▶

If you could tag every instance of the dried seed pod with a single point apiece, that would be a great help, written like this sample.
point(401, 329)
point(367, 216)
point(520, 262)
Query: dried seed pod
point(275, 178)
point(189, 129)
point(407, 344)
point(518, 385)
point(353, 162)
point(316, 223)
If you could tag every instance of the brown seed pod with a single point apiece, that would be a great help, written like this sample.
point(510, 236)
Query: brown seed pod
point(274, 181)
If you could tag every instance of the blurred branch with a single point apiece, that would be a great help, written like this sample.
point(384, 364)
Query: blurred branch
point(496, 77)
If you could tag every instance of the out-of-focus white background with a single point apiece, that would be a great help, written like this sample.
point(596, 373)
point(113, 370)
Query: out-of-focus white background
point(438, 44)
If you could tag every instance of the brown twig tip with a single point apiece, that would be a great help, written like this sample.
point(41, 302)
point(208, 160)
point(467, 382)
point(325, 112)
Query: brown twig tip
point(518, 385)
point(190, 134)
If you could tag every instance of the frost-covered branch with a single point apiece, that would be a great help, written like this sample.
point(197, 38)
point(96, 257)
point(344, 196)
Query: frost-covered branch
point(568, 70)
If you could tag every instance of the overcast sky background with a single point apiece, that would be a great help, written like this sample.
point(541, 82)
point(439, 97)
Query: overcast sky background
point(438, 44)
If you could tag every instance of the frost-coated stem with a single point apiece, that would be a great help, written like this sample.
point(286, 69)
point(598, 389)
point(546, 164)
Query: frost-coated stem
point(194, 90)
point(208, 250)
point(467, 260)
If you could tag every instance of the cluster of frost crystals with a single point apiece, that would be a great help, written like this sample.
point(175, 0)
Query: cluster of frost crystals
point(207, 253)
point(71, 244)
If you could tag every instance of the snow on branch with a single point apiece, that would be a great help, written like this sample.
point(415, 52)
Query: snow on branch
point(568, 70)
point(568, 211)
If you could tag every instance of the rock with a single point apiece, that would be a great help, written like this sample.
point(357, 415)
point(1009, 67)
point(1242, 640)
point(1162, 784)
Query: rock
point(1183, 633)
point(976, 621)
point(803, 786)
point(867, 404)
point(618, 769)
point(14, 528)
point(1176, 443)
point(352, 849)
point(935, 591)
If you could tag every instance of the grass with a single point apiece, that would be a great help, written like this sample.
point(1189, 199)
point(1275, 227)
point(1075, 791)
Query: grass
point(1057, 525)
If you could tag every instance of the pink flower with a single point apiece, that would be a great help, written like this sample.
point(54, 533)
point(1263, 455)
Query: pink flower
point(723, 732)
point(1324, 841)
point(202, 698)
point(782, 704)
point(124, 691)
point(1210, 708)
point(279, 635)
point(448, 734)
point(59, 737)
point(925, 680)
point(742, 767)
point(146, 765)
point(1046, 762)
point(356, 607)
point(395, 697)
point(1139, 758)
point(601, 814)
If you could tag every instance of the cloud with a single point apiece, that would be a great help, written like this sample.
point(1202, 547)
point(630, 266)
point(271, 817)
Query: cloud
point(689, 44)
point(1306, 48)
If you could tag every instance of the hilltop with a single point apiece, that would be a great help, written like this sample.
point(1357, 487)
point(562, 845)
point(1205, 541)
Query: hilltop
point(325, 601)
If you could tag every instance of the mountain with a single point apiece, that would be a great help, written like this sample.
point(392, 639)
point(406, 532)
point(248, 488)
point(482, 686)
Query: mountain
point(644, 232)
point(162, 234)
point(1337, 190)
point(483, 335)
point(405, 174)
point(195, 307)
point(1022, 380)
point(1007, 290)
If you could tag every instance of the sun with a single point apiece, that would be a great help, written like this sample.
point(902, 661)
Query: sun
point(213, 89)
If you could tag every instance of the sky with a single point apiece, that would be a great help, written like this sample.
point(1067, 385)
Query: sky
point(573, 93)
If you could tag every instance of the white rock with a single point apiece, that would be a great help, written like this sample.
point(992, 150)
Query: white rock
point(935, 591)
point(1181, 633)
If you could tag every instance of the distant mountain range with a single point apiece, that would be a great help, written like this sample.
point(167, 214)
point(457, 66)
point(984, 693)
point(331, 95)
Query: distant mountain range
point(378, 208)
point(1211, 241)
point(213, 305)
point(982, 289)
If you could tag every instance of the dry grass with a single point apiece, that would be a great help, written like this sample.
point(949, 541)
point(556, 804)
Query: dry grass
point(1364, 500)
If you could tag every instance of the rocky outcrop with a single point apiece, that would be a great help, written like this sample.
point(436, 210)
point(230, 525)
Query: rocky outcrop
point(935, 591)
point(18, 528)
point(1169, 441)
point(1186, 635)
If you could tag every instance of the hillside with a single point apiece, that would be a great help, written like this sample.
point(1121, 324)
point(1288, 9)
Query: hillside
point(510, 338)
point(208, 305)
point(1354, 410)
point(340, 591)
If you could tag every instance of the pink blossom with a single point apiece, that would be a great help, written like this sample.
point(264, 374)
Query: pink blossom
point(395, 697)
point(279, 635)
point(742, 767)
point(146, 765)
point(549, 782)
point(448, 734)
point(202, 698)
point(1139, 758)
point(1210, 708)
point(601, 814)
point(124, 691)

◀

[Exercise aim]
Nothing in the records above may be left out; repeat them exactly.

[Answer]
If you could tag every instance of the dried seed pod with a single point apiece, that would be a great help, written like this sample.
point(401, 329)
point(367, 216)
point(520, 262)
Query: dried seed pod
point(275, 178)
point(189, 129)
point(407, 344)
point(518, 385)
point(353, 162)
point(316, 223)
If you could tag every instance of the brown seed pod with a single point apiece, that would be a great help, written like this sample.
point(510, 236)
Query: brown seed pod
point(274, 181)
If you could tag every instance of the blurred branch with a single point apiece, that would be a great help, written like this sample.
point(384, 364)
Query: blurred branch
point(496, 77)
If you could tag every instance of the out-of-focus white background with a single point apiece, that would be a great help, written like this sample.
point(596, 373)
point(113, 370)
Query: out-of-focus white background
point(438, 44)
If you could tag every instance of the brown twig tip with a single point apiece, that would be a great help, written like this sample.
point(41, 302)
point(208, 160)
point(467, 382)
point(325, 112)
Query: brown twig tip
point(518, 385)
point(190, 134)
If you could tag every instance of the frost-covered branch with a single point apiece, that would be a great help, written like this sample.
point(197, 38)
point(96, 257)
point(344, 196)
Query: frost-covered branch
point(568, 70)
If you could tag every instance of the overcast sky background with a single point apiece, that would be a great help, written like this sample.
point(541, 82)
point(439, 97)
Query: overcast sky background
point(438, 44)
If you could tag every instance of the frost-coated stem with a single point apiece, that would be a great help, written like this sample.
point(286, 69)
point(598, 389)
point(546, 164)
Query: frost-coated stem
point(194, 90)
point(208, 250)
point(467, 260)
If you could tag every instance of the cluster of frost crystals with a single point apiece, that would be a great help, written like this sample.
point(175, 0)
Query: cluster of frost crystals
point(207, 253)
point(71, 244)
If you could tag every instance of the snow on branch with a single point apiece, that would be a great help, written like this sample.
point(415, 52)
Query: snow on branch
point(568, 70)
point(568, 211)
If you could tag every instance of the rock with a single point apiece, that would be a great help, written like this sample.
point(357, 415)
point(1009, 67)
point(1242, 640)
point(1162, 784)
Query: rock
point(1183, 633)
point(976, 621)
point(803, 786)
point(867, 404)
point(618, 769)
point(14, 528)
point(1176, 443)
point(352, 849)
point(935, 591)
If you could tag every instance of the grass with a single point apiece, that would be a great help, written like this sample.
point(1189, 199)
point(1275, 227)
point(1075, 791)
Query: grass
point(1057, 525)
If you could tag every instance of the pink flower with a single point apiece, that would be a great help, written like this sample.
point(54, 533)
point(1263, 455)
Query: pink flower
point(723, 732)
point(1324, 841)
point(202, 698)
point(782, 704)
point(124, 691)
point(1210, 708)
point(279, 635)
point(448, 734)
point(59, 737)
point(925, 680)
point(742, 767)
point(146, 765)
point(1046, 762)
point(356, 607)
point(395, 697)
point(1139, 758)
point(601, 814)
If you could tag every instance of the cloud with a single point apiece, that would be a great help, written like this sample.
point(1202, 547)
point(630, 266)
point(271, 817)
Query: cloud
point(689, 44)
point(1306, 48)
If you could tag every instance of the hilltop with a single point apiece, that would be a great help, written like this sample.
point(1357, 487)
point(562, 845)
point(1205, 541)
Query: hilltop
point(325, 601)
If you could tag every instance of the mountain with a single point apiece, that would be a great help, written like this sample.
point(392, 639)
point(406, 532)
point(248, 488)
point(482, 686)
Query: mountain
point(644, 232)
point(162, 234)
point(1337, 190)
point(483, 335)
point(405, 174)
point(195, 307)
point(1022, 380)
point(1007, 290)
If you could tag every instance of the sun with a single point apiece, that would be a great help, written like this sample.
point(902, 661)
Query: sun
point(213, 89)
If you could tag every instance of the sky with a single point apiece, that would be a great help, written like this sample.
point(1067, 385)
Query: sky
point(573, 93)
If you could tag every instance of the white rock with a single point apiece, that would be a great help, written like this sample.
point(992, 150)
Query: white rock
point(935, 591)
point(1181, 633)
If you could tag every instance of the distant mountain range with a single point apiece, that would be a great help, written like this sample.
point(167, 214)
point(457, 66)
point(984, 693)
point(331, 95)
Query: distant mountain range
point(378, 208)
point(1211, 241)
point(213, 305)
point(982, 289)
If you could tag every instance of the dry grass with a single point apiece, that would be a great help, written like this sample.
point(949, 541)
point(556, 804)
Query: dry grass
point(1364, 500)
If you could tag every instance of the rocky outcrop with a single point apiece, that would be a great help, written like this sample.
point(436, 210)
point(230, 525)
Query: rocky outcrop
point(935, 591)
point(18, 528)
point(1169, 441)
point(1186, 635)
If you could tag every instance of the hillside with a single point apiece, that would be a great help, written like this sample.
point(1121, 324)
point(1288, 9)
Query: hillside
point(510, 338)
point(208, 305)
point(1354, 410)
point(340, 591)
If you could tag every instance of the pink blossom with a single point apiece, that would be a great help, written like this sample.
point(264, 374)
Query: pink blossom
point(395, 697)
point(279, 635)
point(742, 767)
point(146, 765)
point(549, 782)
point(448, 734)
point(202, 698)
point(1139, 758)
point(1210, 708)
point(601, 814)
point(124, 691)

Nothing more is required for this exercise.